# REQUIRED ACTION
Would you give the entries again word for word, with no pictures in the copy?

*** Opening DATASET RECORDS ***

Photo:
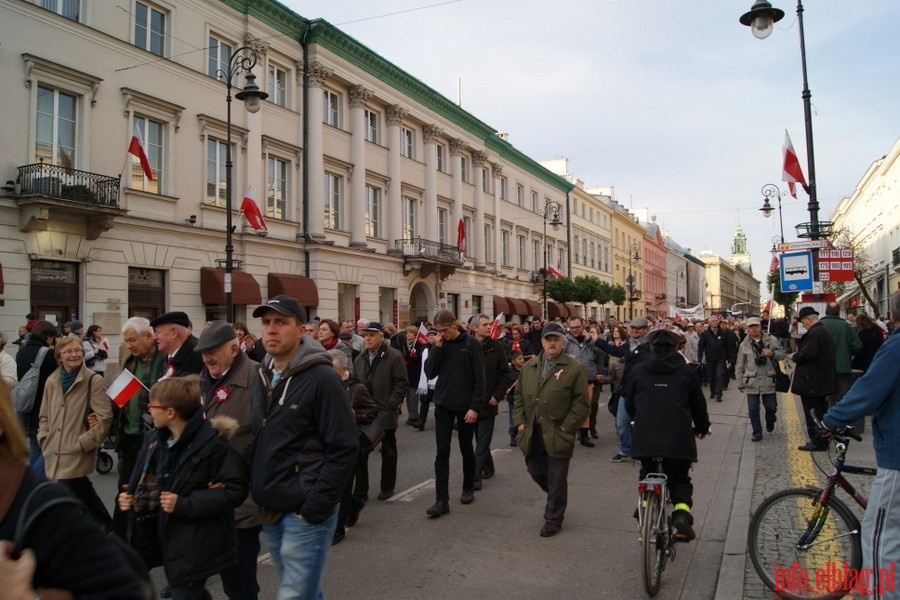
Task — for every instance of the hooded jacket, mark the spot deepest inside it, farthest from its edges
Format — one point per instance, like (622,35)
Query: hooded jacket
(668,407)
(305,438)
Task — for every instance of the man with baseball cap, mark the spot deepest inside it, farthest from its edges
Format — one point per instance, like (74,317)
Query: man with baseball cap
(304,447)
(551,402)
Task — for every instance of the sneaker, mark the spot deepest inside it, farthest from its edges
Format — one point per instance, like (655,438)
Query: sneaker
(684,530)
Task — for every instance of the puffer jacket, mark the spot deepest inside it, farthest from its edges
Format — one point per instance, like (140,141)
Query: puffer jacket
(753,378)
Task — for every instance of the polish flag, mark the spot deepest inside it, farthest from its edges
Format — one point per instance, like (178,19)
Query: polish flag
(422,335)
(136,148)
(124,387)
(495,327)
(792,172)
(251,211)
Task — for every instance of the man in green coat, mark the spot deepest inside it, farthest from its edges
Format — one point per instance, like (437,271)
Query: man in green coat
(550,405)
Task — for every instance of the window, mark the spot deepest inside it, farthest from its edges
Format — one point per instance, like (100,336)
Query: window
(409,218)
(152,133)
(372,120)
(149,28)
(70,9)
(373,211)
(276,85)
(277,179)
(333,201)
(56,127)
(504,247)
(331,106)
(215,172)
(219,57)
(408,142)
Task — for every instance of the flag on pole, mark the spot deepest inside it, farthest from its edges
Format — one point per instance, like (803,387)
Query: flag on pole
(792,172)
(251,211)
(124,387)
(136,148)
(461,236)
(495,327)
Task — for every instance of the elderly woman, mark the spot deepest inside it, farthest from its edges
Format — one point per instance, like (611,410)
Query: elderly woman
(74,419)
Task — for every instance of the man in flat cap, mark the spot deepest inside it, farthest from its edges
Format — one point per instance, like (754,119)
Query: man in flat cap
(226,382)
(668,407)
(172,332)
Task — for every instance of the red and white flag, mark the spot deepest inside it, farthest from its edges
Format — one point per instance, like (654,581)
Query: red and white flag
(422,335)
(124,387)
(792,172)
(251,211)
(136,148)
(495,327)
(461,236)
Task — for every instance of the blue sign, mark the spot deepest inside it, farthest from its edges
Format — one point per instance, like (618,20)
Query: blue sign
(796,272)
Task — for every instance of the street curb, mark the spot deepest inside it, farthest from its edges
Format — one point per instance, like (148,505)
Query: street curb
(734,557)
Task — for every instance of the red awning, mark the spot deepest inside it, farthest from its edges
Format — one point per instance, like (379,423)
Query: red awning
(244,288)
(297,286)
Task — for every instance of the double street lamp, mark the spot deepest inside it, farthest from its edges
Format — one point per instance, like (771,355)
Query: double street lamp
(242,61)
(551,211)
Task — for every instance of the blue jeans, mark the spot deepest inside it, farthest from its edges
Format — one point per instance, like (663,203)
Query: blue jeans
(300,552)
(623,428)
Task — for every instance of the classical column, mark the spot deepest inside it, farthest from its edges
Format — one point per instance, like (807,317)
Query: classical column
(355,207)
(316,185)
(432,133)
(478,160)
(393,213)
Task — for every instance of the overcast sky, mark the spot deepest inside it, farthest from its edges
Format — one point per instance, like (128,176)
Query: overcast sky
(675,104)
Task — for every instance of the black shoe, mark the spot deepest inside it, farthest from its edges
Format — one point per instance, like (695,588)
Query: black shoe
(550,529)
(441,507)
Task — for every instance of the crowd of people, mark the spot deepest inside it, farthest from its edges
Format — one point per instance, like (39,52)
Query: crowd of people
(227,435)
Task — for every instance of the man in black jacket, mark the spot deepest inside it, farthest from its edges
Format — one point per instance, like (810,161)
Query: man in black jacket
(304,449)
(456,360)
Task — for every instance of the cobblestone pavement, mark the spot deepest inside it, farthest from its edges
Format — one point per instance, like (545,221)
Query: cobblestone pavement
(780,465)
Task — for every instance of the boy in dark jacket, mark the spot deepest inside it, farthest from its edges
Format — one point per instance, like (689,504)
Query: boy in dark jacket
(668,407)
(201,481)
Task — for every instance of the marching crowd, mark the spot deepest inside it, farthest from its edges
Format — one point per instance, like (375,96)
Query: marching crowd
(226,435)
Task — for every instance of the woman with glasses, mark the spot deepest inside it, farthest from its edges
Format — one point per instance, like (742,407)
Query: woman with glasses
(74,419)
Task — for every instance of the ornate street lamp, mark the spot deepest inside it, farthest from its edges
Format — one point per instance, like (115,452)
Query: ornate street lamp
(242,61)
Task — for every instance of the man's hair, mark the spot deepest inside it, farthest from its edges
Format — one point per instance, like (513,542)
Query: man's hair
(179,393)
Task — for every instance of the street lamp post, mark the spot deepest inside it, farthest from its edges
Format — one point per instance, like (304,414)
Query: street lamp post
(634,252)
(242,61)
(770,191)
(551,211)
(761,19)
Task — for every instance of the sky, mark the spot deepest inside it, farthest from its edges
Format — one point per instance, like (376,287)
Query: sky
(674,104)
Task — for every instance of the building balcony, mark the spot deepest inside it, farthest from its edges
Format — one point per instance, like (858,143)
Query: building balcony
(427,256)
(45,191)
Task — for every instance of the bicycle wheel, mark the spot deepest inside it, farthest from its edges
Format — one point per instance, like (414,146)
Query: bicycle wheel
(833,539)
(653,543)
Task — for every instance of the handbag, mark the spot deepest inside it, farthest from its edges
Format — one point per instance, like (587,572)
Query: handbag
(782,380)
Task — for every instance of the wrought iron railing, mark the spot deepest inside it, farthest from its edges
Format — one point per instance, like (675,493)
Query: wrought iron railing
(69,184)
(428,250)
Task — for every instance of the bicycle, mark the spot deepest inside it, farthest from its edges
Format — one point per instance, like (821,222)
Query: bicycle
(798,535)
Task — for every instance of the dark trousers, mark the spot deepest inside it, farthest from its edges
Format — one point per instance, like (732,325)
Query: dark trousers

*** Closing DATASET RECORDS ***

# RESULT OF THIS TASK
Photo:
Task — for every instance of the hooded jacket, mark the spot deepest inside it, farthest from its edges
Format — one point per instance, like (622,35)
Query: hooded jacket
(668,407)
(305,438)
Task — for every instance of the man with baseball cap, mark the spot deepest inside it, farthest from its edges
Format — one point per instance, like (74,317)
Query: man with baseball cap
(304,447)
(551,402)
Task — for every instance of the sneaker, mark the spot deepest inside it, farthest from its edges
Format — one point per instance, like (655,438)
Query: sneaker
(684,530)
Task — for every instance of the puffer jacket, mark the spot deepest inside it, farthest from its edges
Format — one point per instance, like (140,141)
Query: puffer jacket
(753,378)
Task — for every instance of the polish flag, mark the spot deepest inside it, farthest from its edges
Format — one point per instance, like (178,19)
Query: polish flag
(422,335)
(136,148)
(124,387)
(495,327)
(792,172)
(251,211)
Task — for every instance of the man in green coat, mark the spot deepest inside it, farthest from its edges
Format — one point per instance, like (437,271)
Query: man in green coat
(550,405)
Task — for every instance of the window, mark the spot deepest inside it, farthest from its edges
Format — one point per instance, like (100,336)
Query: window
(409,218)
(152,133)
(372,120)
(149,28)
(70,9)
(373,211)
(276,85)
(277,179)
(333,201)
(56,127)
(504,247)
(331,106)
(215,172)
(219,57)
(408,142)
Task — for every instance of the flag on pole, mark the spot deepest inside it, farthest from its edges
Format — one point per instance, like (803,387)
Query: flag on pole
(792,172)
(251,211)
(124,387)
(136,148)
(461,236)
(495,327)
Task — for every instance of the elderly woman, mark the spot deepest inside it, farthest from its edges
Format — one point per instance, like (611,410)
Query: elderly woman
(74,419)
Task — for every instance of the man in flat cap, mark the spot deepest inside it, farthest from its edges
Format — one point per instance, like (754,119)
Query: man in flat cap
(226,382)
(668,407)
(172,332)
Task — for every instance of the red and white flag, mark the spot deepest inside it, farthest from its edges
Format — one point per instance, like (654,581)
Query: red and white flag
(422,335)
(124,387)
(792,172)
(251,211)
(136,148)
(495,327)
(461,236)
Task — for every instance of the blue sign, mark the spot deepest inside it, farthest from its edges
Format — one point per instance, like (618,20)
Query: blue sign
(796,272)
Task — for every instance of the street curb, mark the spot deepest inside it, farthest from its edges
Format — one point per instance, like (148,505)
Query: street curb
(734,557)
Task — for every instance of the red awning, mark the spot deepest inside it, farthest from its edges
Format — one point per instance, like (379,423)
Query: red awning
(244,288)
(297,286)
Task — for every instance of the double street lamp, mark the spot deepest inside it, farthest from its edges
Format — one point per instance, like (771,355)
Query: double street lamp
(242,61)
(551,211)
Task — for every instance of the blue jeans, mark the spot deepest inside it, farthest from its edges
Format — one point per instance, like (663,203)
Query: blue jeans
(300,552)
(623,428)
Task — for every instance of the classical column, mark the spot deepest inside it, farthest from its edges
Format — one point per instance, like (807,317)
Query: classical column
(355,207)
(316,185)
(432,133)
(478,160)
(393,213)
Task — for every instance of the overcast sky, mark the spot deepest inside it, farthest from its edges
Format — one point per instance, like (128,176)
Query: overcast sky
(675,104)
Task — for every instance of the black shoe, mark the spot deepest inside it, farthest from its edges
Format — one point per instance, like (695,588)
Query: black shoe
(550,529)
(441,507)
Task — for every instance of the crowd of people, mark the spot deepest inside it, farthest from its edges
Format — one point per instance, like (39,52)
Query: crowd of people
(227,435)
Task — for every instance of the man in black jacket, mark the spot deepest inside it, farthest from its edges
Format — one point per instance, like (810,161)
Query: man in black jacket
(304,449)
(456,360)
Task — for every instance of the cobblestone pavement, mark the spot deepest inside it, farthest from its edges
Format — one point per instance, like (545,221)
Query: cobblestone pavement
(780,465)
Task — for every instance of the boy in dark jacket, mark the spot deepest inside it, farthest from its edges
Format — one point per instance, like (689,504)
Query: boy in dark jacket
(668,407)
(201,481)
Task — for every instance of the marching crowd, mark the spot deepest inside it, farthest from its edges
Format — one point per instance, like (375,96)
Query: marching crowd
(226,435)
Task — for every instance of the woman with glasses, mark the spot deepest inside it, farthest from its edges
Format — one point per instance, like (742,407)
Query: woman with glasses
(74,419)
Task — for every instance of the ornate street lamp, mark the spot deepest inside it, farthest from its edges
Format — one point per instance, like (115,452)
Query: ornate street lamp
(242,61)
Task — for every instance of the man's hair, mark the spot deepest inside it, farthest from its edges
Format — one point per instance, like (513,542)
Query: man's hair
(179,393)
Task — for every instance of the street lamp post, mark the spot deepest inside it, farthest from its edges
Format — one point per instance, like (304,414)
Query: street lamp post
(634,252)
(242,61)
(770,191)
(551,211)
(761,19)
Task — for every instance of the sky, mark the spot deepest inside it, farthest from its edges
Format — one point per instance, like (376,287)
Query: sky
(674,104)
Task — for every instance of the building balcony, mark the spot deepest inside it, farthest from its edges
Format — one point per instance, like (858,143)
Query: building balcony
(427,256)
(45,191)
Task — for every instance of the bicycle wheel, mark the spot deepest inside it, farthest from its edges
Format — one point per instance, like (414,146)
Query: bicycle wheel
(833,539)
(653,543)
Task — for every instance of the handbag, mark the spot deepest inside it, farthest from its edges
Format — one point per instance, like (587,572)
Query: handbag
(782,380)
Task — for every instance of the wrought iron railing, mark the spot deepest inside it, farthest from its edges
Format — one point per instance, like (675,493)
Query: wrought iron railing
(69,184)
(428,250)
Task — for every instance of the bicycle, mark the spot deepest inside it, farthest from its edges
Format — one point per instance, like (821,222)
Query: bicycle
(798,535)
Task — for every instance of the dark trousers, mark the spot deepest inside it, farthest from its edges
Format — one point per instance, like (732,325)
Query: dark trousers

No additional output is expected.